EXERCISE AIM
Reproduce every line of the material from the line containing "Whereabouts in the picture above is the fish mouth?" through the end of the material, requests included. Shift each bounding box coordinate in the answers up by 58, and leave the requests and their format samples unchanged.
----
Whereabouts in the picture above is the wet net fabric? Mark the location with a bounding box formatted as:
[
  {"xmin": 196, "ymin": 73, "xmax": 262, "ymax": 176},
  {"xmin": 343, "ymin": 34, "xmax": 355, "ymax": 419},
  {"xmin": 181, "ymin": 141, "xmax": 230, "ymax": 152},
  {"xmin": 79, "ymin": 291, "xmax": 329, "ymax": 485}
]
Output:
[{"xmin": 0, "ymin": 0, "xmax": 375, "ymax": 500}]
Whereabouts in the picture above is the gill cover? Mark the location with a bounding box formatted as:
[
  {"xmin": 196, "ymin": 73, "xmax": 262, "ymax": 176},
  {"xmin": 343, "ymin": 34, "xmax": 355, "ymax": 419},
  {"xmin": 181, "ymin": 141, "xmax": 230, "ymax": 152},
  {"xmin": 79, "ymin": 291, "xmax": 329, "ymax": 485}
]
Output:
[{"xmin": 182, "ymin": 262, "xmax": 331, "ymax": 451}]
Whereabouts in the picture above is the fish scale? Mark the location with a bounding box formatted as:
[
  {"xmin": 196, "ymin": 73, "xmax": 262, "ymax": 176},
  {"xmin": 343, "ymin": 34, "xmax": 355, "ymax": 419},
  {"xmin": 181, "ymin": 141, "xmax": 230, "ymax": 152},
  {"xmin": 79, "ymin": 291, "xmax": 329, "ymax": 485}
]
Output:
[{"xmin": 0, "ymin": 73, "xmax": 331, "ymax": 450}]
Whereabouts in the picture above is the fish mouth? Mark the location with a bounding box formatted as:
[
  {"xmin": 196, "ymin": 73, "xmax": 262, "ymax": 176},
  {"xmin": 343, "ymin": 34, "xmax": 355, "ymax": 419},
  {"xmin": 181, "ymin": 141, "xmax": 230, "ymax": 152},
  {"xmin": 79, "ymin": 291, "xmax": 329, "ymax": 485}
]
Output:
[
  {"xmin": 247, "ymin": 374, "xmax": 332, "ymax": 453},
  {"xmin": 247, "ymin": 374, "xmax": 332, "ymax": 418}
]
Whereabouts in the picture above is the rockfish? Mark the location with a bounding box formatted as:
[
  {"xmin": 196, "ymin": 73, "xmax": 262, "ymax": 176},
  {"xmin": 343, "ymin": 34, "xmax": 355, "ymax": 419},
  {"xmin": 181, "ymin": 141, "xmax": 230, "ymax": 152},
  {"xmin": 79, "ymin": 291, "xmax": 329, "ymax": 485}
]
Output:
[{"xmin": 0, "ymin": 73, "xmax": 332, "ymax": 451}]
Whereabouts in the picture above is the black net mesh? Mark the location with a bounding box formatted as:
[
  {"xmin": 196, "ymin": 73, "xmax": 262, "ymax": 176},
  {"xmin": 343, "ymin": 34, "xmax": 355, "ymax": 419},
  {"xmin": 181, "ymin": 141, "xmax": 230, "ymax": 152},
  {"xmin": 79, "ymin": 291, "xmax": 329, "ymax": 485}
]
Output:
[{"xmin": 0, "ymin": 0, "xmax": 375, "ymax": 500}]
----
ANSWER TO THE PROBLEM
Whereabouts in the picture above is the fish mouth? Mark the location with a bounding box formatted as:
[
  {"xmin": 196, "ymin": 73, "xmax": 262, "ymax": 176},
  {"xmin": 343, "ymin": 34, "xmax": 355, "ymax": 419},
  {"xmin": 181, "ymin": 141, "xmax": 230, "ymax": 152},
  {"xmin": 79, "ymin": 291, "xmax": 329, "ymax": 485}
]
Output:
[
  {"xmin": 305, "ymin": 432, "xmax": 390, "ymax": 511},
  {"xmin": 305, "ymin": 432, "xmax": 390, "ymax": 476}
]
Whereabouts in the picture above is the rockfish? Mark the location with a bounding box formatted as:
[
  {"xmin": 196, "ymin": 73, "xmax": 262, "ymax": 176},
  {"xmin": 343, "ymin": 34, "xmax": 355, "ymax": 419},
  {"xmin": 181, "ymin": 141, "xmax": 230, "ymax": 152},
  {"xmin": 79, "ymin": 291, "xmax": 329, "ymax": 485}
]
Output:
[{"xmin": 58, "ymin": 131, "xmax": 390, "ymax": 509}]
Whereabouts in the picture above is the black net mesh? Mark the location with a bounding box formatted as:
[
  {"xmin": 196, "ymin": 73, "xmax": 262, "ymax": 176},
  {"xmin": 343, "ymin": 34, "xmax": 355, "ymax": 419},
  {"xmin": 181, "ymin": 141, "xmax": 230, "ymax": 152},
  {"xmin": 79, "ymin": 291, "xmax": 329, "ymax": 485}
]
Output:
[{"xmin": 58, "ymin": 58, "xmax": 433, "ymax": 558}]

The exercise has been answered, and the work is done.